Nothing other than an exact copy of the lines from the one containing "of the stone" through the last line of the listing below should be written.

- GIVEN RECORDS:
::::::::::

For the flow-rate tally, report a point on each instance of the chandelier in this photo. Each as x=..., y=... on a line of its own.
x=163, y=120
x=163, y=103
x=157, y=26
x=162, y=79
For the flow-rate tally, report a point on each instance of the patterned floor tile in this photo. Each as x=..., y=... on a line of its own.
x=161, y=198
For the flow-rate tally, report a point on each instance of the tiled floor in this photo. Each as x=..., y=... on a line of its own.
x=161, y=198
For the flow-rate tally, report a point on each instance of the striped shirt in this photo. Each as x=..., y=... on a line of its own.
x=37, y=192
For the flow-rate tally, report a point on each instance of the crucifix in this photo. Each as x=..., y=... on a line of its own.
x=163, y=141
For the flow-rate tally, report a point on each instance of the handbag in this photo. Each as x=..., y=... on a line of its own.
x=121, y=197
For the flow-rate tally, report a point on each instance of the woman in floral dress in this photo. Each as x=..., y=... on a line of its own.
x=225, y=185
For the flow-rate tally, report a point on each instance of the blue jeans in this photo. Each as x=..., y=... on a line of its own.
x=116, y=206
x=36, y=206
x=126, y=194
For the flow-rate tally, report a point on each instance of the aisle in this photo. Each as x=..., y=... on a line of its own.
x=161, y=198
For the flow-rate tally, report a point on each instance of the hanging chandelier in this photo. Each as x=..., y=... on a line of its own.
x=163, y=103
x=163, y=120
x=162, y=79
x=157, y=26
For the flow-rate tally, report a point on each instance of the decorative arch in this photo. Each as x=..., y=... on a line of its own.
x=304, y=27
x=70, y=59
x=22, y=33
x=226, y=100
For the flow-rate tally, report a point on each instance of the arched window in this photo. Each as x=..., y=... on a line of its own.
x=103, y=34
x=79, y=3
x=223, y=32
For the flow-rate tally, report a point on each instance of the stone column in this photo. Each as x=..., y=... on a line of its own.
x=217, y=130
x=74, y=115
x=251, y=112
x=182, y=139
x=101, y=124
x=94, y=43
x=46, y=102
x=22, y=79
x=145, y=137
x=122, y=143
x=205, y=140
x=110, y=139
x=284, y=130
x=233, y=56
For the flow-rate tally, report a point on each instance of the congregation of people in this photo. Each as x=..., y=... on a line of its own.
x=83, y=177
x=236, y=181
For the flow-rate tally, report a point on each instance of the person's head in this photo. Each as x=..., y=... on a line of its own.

::::::::::

- TASK SOLUTION:
For the flow-rate tally, report a point on each instance of the stone column in this photo. Each as x=..., y=... on a line of its own.
x=217, y=130
x=74, y=115
x=251, y=112
x=182, y=139
x=101, y=124
x=94, y=43
x=46, y=102
x=22, y=79
x=145, y=137
x=122, y=143
x=205, y=140
x=110, y=139
x=284, y=130
x=233, y=56
For the flow-rate tally, report a point on each instance of the congregation of people in this photo. Each as x=..., y=... on a line of its own.
x=83, y=177
x=236, y=181
For the flow-rate tally, report a point on each instance of the person's head in this photo. Each as x=..., y=... on a line of its own.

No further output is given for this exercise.